··· READING PASSAGE
Halloween in Japan
As far as festivals of the dead go, Japan can do without American Halloween because it already has Bon-odori in August, the traditional season for honoring the dead. At that time many urban dwellers return to their families’ rural hometowns - if they have rural hometowns - and pay respects to their ancestors by washing gravestones, burning incense and praying. Others just make a holiday of it and go to the beach (if there’s not too much radioactive fallout). But the power and attraction of American pop culture has slowly forced Halloween into Japanese life, and not only in Japan but elsewhere - Europe, Australia - for better or worse. It might even be challenging Mexico’s revered Day of the Dead.
I take note of Halloween because I enjoy it so much. Not that I dress up in costume and attend parties. Not any more, or not in public, at least. In my childhood in southwestern OntarioI did just that, with fond memories of Jack-o-lantern carving, Trick-or-Treating, and Devil’s Night prowling with my brothers. (In hindsight, our Devil’s Night prowling was kind of pointless. We didn’t do anything except enjoy being our after dinner, romping around in the dark like Wild Things.) I enjoy it for the dark necromancy it pretends, and because it falls in my favorite season, featuring days humming with the warm orange glow of low-angle refracted sunlight, and suffused with the addictive tangy perfume of wet earth and rotting leaves.
That’s my attraction. But what is it for Japanese? Japan has no history of Celtic immigration, no Celtic New Year tradition of the dead mingling with the living at a time when the boundary separating their two worlds is precariously thin. Although Japan is ripe with ghost stories, in this culture ghosts do not impinge upon this world from the world beyond. There is no world beyond. Japanese ghosts are part of this singular world. And, Japan’s Christian population is so small that the liturgical holidays of All Soul’s Eve and All Soul’s Day don’t translate into the wider popular culture.
······
### [CHALLENGE A]
Duplicate the section of the essay on Halloween in Japan that begins at the words "That’s my attraction." and ends after the words "wider popular culture.".
### [CHALLENGE B]
Write the next part of the essay on Halloween in Japan, picking up after its last sentence.
The entries that come next are separate material, apart from the essay on Halloween in Japan.
··· MATERIAL
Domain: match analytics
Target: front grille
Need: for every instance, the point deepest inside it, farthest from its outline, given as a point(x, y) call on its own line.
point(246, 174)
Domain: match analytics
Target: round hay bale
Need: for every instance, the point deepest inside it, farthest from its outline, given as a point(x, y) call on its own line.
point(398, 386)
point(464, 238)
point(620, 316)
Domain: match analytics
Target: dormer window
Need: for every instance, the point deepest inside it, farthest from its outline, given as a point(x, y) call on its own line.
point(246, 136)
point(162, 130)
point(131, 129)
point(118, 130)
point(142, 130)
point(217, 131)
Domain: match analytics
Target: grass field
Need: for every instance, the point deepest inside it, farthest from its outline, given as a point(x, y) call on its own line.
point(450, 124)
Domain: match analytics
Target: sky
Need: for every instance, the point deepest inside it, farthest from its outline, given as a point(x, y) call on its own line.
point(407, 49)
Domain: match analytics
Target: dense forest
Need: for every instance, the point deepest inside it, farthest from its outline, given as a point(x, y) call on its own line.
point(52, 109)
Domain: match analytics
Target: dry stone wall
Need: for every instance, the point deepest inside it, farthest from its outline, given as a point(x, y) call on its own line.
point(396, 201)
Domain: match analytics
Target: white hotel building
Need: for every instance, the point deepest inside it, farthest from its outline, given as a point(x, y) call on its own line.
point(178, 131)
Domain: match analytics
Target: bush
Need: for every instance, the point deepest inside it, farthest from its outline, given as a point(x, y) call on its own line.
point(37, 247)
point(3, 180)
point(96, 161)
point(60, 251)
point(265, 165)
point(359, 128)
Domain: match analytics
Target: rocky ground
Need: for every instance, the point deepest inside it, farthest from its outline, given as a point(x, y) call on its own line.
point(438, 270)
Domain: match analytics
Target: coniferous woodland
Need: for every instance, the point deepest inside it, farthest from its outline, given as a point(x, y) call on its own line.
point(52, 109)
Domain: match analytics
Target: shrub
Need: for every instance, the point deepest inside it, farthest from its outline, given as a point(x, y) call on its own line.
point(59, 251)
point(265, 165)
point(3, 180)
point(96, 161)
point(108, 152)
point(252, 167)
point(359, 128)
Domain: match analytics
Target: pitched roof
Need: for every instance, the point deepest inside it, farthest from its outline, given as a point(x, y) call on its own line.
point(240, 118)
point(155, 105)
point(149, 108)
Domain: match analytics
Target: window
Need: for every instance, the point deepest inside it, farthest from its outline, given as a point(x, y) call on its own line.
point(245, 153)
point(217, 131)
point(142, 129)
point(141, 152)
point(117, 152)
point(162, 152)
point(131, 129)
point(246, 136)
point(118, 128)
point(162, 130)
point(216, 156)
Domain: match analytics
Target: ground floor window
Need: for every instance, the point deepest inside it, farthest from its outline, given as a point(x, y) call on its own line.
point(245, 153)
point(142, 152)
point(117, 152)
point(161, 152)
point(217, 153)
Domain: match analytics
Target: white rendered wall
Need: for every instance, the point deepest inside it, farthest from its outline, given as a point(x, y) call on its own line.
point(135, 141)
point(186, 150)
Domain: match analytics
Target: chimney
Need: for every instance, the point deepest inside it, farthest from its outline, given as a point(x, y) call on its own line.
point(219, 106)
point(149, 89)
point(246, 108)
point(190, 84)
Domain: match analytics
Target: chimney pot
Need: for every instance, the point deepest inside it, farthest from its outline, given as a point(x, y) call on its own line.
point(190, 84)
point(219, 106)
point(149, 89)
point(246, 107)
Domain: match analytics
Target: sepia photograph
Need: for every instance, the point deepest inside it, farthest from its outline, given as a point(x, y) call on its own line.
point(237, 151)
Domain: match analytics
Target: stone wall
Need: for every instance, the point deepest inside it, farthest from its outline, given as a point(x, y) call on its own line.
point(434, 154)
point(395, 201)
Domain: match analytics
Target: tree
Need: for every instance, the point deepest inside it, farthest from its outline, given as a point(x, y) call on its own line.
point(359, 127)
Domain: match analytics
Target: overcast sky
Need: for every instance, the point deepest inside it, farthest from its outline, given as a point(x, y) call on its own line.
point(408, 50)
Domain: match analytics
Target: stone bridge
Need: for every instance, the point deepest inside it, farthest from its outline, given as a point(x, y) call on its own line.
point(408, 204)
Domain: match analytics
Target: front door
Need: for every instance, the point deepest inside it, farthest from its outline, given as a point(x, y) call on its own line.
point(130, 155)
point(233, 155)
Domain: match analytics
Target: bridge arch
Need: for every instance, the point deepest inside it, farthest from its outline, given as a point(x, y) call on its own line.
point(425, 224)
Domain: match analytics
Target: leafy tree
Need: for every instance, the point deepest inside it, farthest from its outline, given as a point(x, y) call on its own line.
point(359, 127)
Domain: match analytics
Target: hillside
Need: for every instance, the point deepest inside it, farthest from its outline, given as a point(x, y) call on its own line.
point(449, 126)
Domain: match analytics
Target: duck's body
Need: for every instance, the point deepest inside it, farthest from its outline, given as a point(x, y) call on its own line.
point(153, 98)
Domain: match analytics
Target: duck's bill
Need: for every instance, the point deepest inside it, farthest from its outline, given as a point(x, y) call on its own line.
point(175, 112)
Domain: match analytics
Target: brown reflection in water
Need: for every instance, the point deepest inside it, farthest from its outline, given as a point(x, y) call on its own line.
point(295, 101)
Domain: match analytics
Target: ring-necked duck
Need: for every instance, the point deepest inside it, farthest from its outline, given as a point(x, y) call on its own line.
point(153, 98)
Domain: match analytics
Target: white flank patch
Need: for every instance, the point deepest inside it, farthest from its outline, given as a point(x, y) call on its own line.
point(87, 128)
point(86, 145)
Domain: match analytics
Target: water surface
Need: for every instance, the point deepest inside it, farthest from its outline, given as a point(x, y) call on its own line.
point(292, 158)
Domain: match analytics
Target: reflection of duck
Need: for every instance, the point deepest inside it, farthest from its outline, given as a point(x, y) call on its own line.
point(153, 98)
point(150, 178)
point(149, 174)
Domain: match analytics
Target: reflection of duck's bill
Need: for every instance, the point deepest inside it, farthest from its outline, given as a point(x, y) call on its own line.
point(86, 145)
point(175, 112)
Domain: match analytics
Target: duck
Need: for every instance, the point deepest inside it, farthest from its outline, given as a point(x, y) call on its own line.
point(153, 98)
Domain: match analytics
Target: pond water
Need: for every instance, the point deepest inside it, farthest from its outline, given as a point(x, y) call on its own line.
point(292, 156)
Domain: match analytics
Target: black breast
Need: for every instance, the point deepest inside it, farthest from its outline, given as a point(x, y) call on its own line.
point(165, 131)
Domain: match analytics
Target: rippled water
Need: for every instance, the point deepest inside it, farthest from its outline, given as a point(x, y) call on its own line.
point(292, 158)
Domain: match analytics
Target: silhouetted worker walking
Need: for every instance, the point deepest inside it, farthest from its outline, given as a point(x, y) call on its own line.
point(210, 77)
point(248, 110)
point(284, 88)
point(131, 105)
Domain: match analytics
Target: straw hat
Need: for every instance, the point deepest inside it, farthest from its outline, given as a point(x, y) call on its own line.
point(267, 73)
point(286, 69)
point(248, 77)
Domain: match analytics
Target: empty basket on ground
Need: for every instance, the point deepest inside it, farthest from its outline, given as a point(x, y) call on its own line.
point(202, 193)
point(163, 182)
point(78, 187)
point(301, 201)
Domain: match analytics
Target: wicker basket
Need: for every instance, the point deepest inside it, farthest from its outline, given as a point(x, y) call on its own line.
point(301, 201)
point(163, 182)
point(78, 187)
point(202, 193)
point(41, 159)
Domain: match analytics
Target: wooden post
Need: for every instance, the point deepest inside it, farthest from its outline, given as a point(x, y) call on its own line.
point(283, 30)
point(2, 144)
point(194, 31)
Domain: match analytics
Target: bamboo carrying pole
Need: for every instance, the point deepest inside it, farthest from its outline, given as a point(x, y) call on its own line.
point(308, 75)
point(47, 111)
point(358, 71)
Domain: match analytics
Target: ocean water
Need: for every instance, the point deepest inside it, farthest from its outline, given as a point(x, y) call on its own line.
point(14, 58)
······
### [TASK ANSWER A]
That’s my attraction. But what is it for Japanese? Japan has no history of Celtic immigration, no Celtic New Year tradition of the dead mingling with the living at a time when the boundary separating their two worlds is precariously thin. Although Japan is ripe with ghost stories, in this culture ghosts do not impinge upon this world from the world beyond. There is no world beyond. Japanese ghosts are part of this singular world. And, Japan’s Christian population is so small that the liturgical holidays of All Soul’s Eve and All Soul’s Day don’t translate into the wider popular culture.

### [TASK ANSWER B]
But Japan does have a robust custom of dressing up in costumes - called Cosplay, short for “costume play” - familiar to many around the world today from “Otaku” conventions of Japanese manga and animation fans. Dressing up is not a modern hobby, either. The transvestism of Kabuki theater spells out a long history of cosplay pretension. Today it’s a common sight on weekends to see young people traipsing around Tokyo streets decked out as Gothic vamps, Victorian maids, or any number of cute or grotesque manifestations. I’ve even seen young people wearing full ceremonial Nazi regalia boldly strolling the streets. Definitely not kosher in Europeor North America. Japanese are absorbing the Halloween custom in the same vein as its native otaku cosplay hobbyists, rather than as a Day of the Dead. In other words, they are absorbing it into an exiting tradition. The way they habitually absorb and adapt foreign things is one of the features of Japanese genius. Cosplay also helps explain the greater popularity heavy metal rock bands enjoy here over what they receive in their own countries. KISS is perennially popular.
Now, I habitually decorate my Tokyo home for all the holidays and festivals I knew as a child. It makes me feel good, and I think it’s good for my children, to be reminded that they have dual nationality and are equally entitled to enjoy these less familiar celebrations and events. It also conceals blemishes on my walls and doors. Although my children are now beyond the age of Trick-or-Treating, I still fantasize about our family living in Canada to experience firsthand an authentic Halloween or Christmas.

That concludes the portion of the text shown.